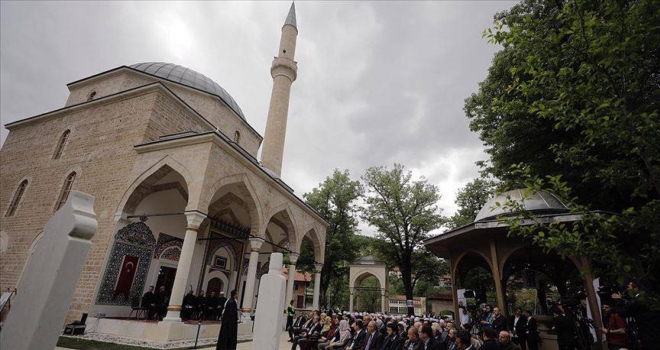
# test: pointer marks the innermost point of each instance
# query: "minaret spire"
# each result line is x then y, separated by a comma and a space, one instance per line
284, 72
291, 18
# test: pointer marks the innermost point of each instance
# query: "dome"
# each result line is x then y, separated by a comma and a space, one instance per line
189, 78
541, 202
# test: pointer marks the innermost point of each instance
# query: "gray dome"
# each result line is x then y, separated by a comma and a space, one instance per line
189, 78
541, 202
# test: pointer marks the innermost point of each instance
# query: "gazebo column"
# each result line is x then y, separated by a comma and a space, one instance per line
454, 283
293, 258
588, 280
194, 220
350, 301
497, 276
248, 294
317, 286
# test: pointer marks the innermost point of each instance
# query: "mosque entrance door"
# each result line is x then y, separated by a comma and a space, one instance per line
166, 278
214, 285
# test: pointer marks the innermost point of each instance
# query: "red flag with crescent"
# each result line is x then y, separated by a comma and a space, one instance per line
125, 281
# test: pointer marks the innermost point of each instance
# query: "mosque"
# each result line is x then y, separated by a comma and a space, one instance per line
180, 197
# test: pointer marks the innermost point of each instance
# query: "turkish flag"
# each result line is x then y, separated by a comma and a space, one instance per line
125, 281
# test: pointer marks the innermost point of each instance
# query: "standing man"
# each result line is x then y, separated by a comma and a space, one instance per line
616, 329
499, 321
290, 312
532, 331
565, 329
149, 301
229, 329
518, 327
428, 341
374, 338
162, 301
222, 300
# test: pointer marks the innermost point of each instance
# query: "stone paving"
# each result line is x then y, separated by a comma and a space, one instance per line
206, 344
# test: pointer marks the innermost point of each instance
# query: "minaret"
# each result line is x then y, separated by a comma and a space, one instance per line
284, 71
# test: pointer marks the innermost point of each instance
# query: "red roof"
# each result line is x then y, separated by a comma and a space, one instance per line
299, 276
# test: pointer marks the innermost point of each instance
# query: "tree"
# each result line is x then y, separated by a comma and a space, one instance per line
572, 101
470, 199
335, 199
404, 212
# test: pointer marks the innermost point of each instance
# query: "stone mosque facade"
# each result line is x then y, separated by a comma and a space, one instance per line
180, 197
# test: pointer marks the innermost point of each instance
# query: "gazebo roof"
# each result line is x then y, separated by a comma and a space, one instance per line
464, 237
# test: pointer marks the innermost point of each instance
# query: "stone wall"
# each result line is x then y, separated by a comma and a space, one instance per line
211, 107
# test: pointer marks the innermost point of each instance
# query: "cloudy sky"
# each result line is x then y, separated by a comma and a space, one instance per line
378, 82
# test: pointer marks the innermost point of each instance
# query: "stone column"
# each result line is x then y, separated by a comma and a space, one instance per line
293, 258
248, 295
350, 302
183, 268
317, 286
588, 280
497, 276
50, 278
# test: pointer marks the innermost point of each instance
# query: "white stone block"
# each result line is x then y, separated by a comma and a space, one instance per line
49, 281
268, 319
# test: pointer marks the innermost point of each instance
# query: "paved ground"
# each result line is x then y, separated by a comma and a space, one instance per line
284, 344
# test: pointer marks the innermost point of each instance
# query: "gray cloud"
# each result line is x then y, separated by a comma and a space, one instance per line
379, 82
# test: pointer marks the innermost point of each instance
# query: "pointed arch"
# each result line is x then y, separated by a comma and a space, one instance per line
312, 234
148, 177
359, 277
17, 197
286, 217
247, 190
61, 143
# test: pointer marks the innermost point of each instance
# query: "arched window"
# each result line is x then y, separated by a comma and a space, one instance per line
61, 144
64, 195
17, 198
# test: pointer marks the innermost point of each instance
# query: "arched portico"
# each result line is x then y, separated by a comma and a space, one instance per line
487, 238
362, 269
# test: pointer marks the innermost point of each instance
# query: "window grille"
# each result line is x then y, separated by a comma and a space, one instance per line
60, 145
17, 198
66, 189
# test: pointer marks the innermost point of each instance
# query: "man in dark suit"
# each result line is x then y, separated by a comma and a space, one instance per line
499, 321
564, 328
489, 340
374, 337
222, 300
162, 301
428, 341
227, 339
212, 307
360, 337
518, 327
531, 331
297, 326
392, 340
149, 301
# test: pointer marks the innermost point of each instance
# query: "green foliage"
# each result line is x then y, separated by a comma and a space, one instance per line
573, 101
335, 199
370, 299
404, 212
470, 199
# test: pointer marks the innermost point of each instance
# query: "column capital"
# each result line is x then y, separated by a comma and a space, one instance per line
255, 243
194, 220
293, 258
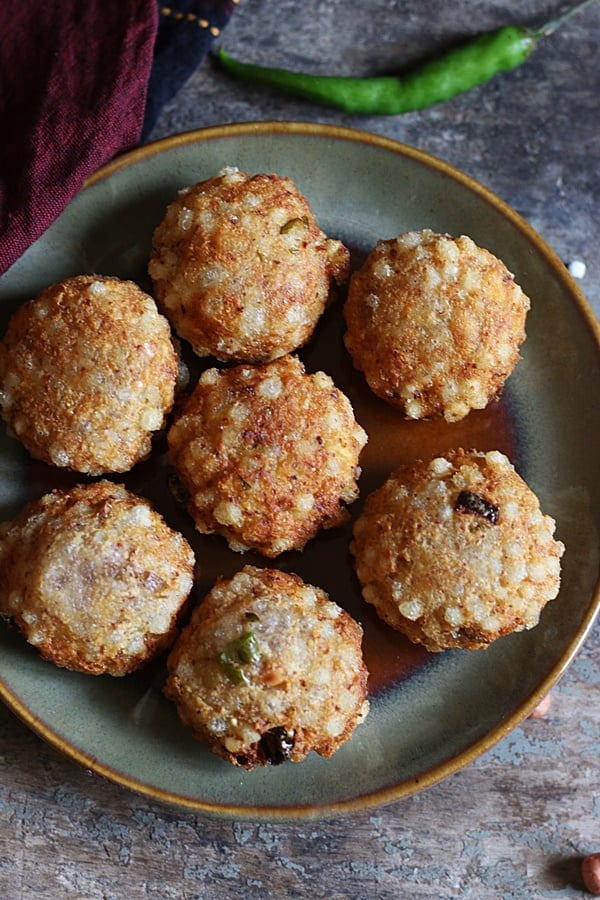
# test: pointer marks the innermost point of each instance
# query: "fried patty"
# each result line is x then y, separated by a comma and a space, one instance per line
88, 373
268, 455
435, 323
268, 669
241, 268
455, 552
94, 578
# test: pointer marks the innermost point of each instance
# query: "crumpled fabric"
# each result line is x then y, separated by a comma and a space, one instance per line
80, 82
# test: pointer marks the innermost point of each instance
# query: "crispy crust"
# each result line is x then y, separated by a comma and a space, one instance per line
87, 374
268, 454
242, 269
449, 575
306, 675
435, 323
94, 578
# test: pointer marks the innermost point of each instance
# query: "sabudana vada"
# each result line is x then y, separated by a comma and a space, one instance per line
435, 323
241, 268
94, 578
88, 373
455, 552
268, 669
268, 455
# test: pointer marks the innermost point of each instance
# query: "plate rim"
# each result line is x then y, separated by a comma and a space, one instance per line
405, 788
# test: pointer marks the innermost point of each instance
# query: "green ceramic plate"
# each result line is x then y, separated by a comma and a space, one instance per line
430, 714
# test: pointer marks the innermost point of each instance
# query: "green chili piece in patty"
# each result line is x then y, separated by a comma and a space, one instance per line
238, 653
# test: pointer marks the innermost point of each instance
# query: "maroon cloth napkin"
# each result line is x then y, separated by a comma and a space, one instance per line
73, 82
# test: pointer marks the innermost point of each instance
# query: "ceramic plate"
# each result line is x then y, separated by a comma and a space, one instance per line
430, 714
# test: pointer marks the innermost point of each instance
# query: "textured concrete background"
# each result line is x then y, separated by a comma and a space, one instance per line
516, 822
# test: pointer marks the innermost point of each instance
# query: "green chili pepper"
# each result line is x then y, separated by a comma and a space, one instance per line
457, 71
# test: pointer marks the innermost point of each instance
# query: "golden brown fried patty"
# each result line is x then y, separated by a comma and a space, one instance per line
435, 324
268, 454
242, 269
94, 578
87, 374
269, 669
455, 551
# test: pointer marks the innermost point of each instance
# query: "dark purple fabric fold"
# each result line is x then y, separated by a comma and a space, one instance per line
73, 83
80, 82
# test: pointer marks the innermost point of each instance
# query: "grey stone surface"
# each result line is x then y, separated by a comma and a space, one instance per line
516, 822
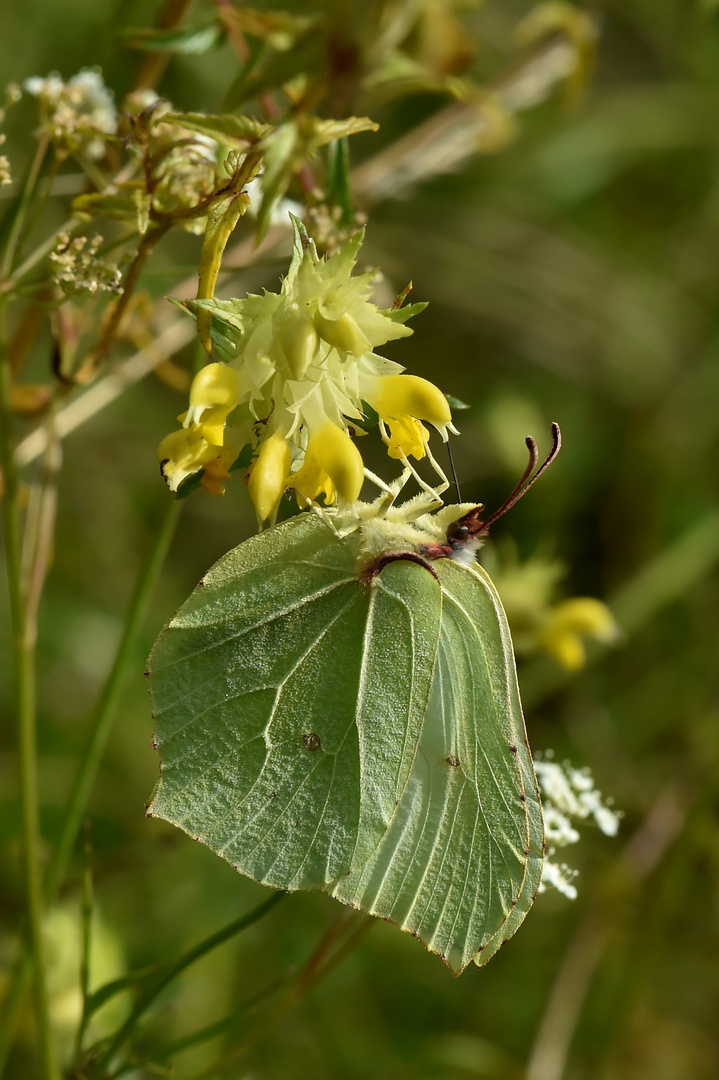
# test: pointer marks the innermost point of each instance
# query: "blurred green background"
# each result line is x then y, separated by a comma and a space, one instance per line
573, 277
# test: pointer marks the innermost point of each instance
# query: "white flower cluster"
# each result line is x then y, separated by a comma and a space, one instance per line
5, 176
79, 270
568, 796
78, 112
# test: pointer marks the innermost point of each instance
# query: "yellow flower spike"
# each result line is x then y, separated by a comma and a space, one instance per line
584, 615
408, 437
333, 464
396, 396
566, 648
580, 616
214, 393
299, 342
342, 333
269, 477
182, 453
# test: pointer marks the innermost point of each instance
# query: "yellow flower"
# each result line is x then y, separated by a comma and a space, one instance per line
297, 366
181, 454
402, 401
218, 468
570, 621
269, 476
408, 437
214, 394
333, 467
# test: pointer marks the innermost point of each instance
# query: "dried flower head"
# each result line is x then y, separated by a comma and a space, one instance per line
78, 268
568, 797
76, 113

###

§ EXERCISE DETAILS: Skipping the pictures, transcribe each line above exactly as it appears.

§ OUTPUT OF THE TASK:
# test: pointer marks the innermost point of each instance
# query: "minaret spire"
# each result line is x then y, separated by a comma and a space, one instance per line
284, 72
291, 18
# test: pointer marks the innermost point of each instance
# query: "dome"
# each result line is x then y, separated by a comma and a space, one instance per line
189, 78
541, 202
# test: pointer marks the innermost point of each instance
# query: "gray dome"
# each result line is x then y, separated by a comma and a space, one instance per line
189, 78
541, 202
# test: pointer marks the innermost point of each instance
# query: "gazebo column"
# each result line is x then y, separated by a comma and a space, one instance per line
454, 283
293, 258
588, 280
194, 220
350, 301
497, 276
248, 294
317, 286
# test: pointer marks the innermost point of each instance
# query: "mosque entrance door"
# each result line is x then y, separated by a comma and a space, one instance per line
166, 278
214, 285
# test: pointer marks the innermost point of each instance
# query: "red flag with crescent"
# each result line is x then y, separated by a comma and a space, one instance per line
125, 281
# test: pointer marks the innermost point of each instance
# query: "mosque"
# each result line is x then y, separated by a comma and a space, one instance per line
180, 197
# test: pointer marks the innermost point of each instance
# query: "turkish flag"
# each result line is x then y, separated by a comma and a space, one instance per line
125, 281
# test: pointer marks the innermost point of each instance
# query: "standing man"
# each result line is x then y, separated by a comma and a space, one instance per line
616, 329
499, 321
290, 312
532, 331
565, 329
149, 301
229, 329
518, 327
428, 341
374, 338
162, 301
222, 300
# test: pointer marks the innermost point of each instance
# query: "stone paving"
# each result line is x then y, separated by a comma and a space, one instance per line
206, 344
# test: pointer marks the innermost point of each instance
# query: "minaret"
# each result line is x then y, separated by a comma and a space, one instance per line
284, 71
# test: pointer marks the innermost point of each instance
# query: "red roof"
# each result line is x then y, separated by a comma and a space, one instance per line
299, 276
# test: pointer marks the innermost point of each instance
# query: "tree"
# each result line is x then y, separated by a comma and a space, one instance per line
572, 101
470, 199
335, 199
404, 212
# test: pointer marks the innermost point of each instance
# query: "stone mosque facade"
# each result line is x then y, separated by a comma and a space, one instance per line
180, 197
# test: pointer marks the innermost point of each instance
# query: "gazebo roof"
# each result line is x then y, separated by a comma and a space, one instance per line
464, 237
# test: pointer marks the innermost point of each instance
# query: "stone wall"
# each result line is x then y, separated by a comma and a space, one instance per line
211, 107
# test: pointer marks the innermost point of each instance
# query: "cloudy sky"
# each result line is x then y, separated by a comma and a space, one instance per line
378, 82
# test: pointer marks the innermost point of each instance
# query: "stone column"
# each result line is x then y, separated by a comma and a space, one instance per line
293, 258
248, 295
350, 302
183, 268
317, 286
588, 280
497, 276
50, 278
# test: pointer marks the innermost point of each instance
# query: "white stone block"
# each result line is x then y, separated by a comma and a space, one instance per line
49, 281
268, 319
# test: pointer marks the innermost point of each instance
# query: "paved ground"
# each result line is x then y, separated by a comma and a space, one instance per line
284, 344
# test: pointer marks the innermost point of each instance
# query: "gray cloud"
# each result line is x then y, separated by a comma and a space, one instance per line
379, 82
# test: pointer marks the innermost point of each instance
# query: "pointed arch"
# each result line is x then y, separated by a comma and a space, one instance per line
312, 234
148, 177
359, 277
17, 197
286, 217
247, 190
61, 143
# test: pointer marks the innermost point of each instance
# query: "arched window"
# each result line is x then y, separated by a comma and a space, one instance per line
61, 144
64, 195
17, 198
# test: pointer marks the innermost point of each instance
# query: "arched portico"
# each result line is x then y, separated by a comma and a space, one instance per line
487, 238
362, 269
# test: pointer marks the innermost point of each instance
# query: "window grille"
# each result line is x then y, separated by a comma and a space, one instance per line
60, 145
17, 198
66, 189
# test: pointer marks the innermost point of each instance
# query: "man in dark suit"
# each result line is x then y, separated by a comma and a space, one instance per line
499, 321
564, 328
489, 340
374, 337
222, 300
162, 301
428, 341
227, 339
212, 307
360, 337
518, 327
531, 331
297, 326
392, 340
149, 301
# test: pointer marks the innermost point of each instance
# query: "green foliage"
# each result line is x then y, separated by a comma and a space, one instance per line
573, 101
335, 199
370, 299
404, 212
470, 199
# test: pointer marks the innermost point of each instance
# query: "column capital"
# each result line is x then y, separated by a comma and a space, one instance per line
255, 243
194, 220
293, 258
# test: pointer marks the innermost point of each instance
# query: "fried patty"
# each result line is x then y, separated by a comma and a space, one instance per line
88, 373
268, 455
435, 323
268, 669
241, 268
455, 552
94, 578
# test: pointer marks the innermost point of each instance
# query: "crumpled fabric"
# each result line is x then y, separated by a comma and a space, one instance per line
80, 82
# test: pointer marks the innermost point of each instance
# query: "crispy crust"
# each result line is x then y, separated by a comma and a space, one instance per line
87, 374
268, 454
242, 269
449, 575
306, 675
435, 323
94, 578
# test: pointer marks the innermost point of each instance
# query: "sabudana vada"
# each result line is x then y, separated by a comma and a space, one instance per line
435, 323
241, 268
94, 578
88, 373
455, 552
268, 669
268, 455
# test: pointer marks the innermost point of each instance
# query: "plate rim"
# each result line is x then y, separated by a comma and a space, one instance per line
405, 788
# test: pointer marks the innermost point of each instance
# query: "green ceramic plate"
# each result line is x then y, separated by a comma and a space, one instance per line
430, 714
# test: pointer marks the innermost point of each instance
# query: "green chili piece in patty"
# each result line is x then y, separated by a comma and a space, one instance per line
238, 653
# test: pointer marks the innermost point of each instance
# query: "maroon cloth napkin"
# each result line is x then y, separated by a comma and a space, one instance per line
73, 82
# test: pointer marks the innermost point of each instance
# query: "ceramic plate"
# each result line is x then y, separated by a comma and a space, one instance per line
430, 714
# test: pointer marks the innermost point of each instance
# query: "textured concrete background"
# each result line is x then y, separated by a comma and a space, one instance per line
516, 822
# test: pointer marks the innermost point of each instance
# query: "green chili pepper"
# each result line is x then y, separated by a comma and a space, one instance per line
457, 71
# test: pointer marks the innermost point of each instance
# query: "golden brown fried patty"
# each result line is x then y, separated by a comma and a space, one instance per line
435, 324
268, 454
242, 269
94, 578
87, 374
269, 669
455, 551
# test: pointer marks the innermost point of each instance
# query: "dark purple fabric fold"
# each result line is x then y, separated by a comma and a space, one instance per line
73, 83
80, 82
# test: pointer marks the innermost point of each instance
# query: "grey stone surface"
# each result line is x then y, separated by a comma and a space, one instance per line
516, 822
# test: pointer marks the innermost point of each instance
# query: "blurred green background"
# each result line is x then y, separated by a comma and a space, one instance per line
573, 277
# test: pointer marks the innermost point of each instance
# query: "white flower cluster"
# each result line is x then y, separated by a comma and a space, one instance per line
5, 176
79, 270
568, 796
78, 112
# test: pointer marks the innermost point of each instance
# query: "yellow flower spike"
# each result line is x then y, separated by a comma and a space, one instance per line
584, 615
408, 437
333, 464
396, 396
566, 648
580, 616
214, 393
299, 342
342, 333
269, 477
182, 453
# test: pointer marks the innermost point of each instance
# query: "yellow flower"
# each result line is x then y, separated by a comma and a space, one instance per line
297, 366
181, 454
402, 401
218, 468
570, 621
269, 476
408, 437
214, 394
333, 467
# test: pointer marks the innermost point of each instance
# query: "dried flower head"
# each result line is x then y, separated by a comma and a space, one instance per line
78, 268
568, 797
76, 113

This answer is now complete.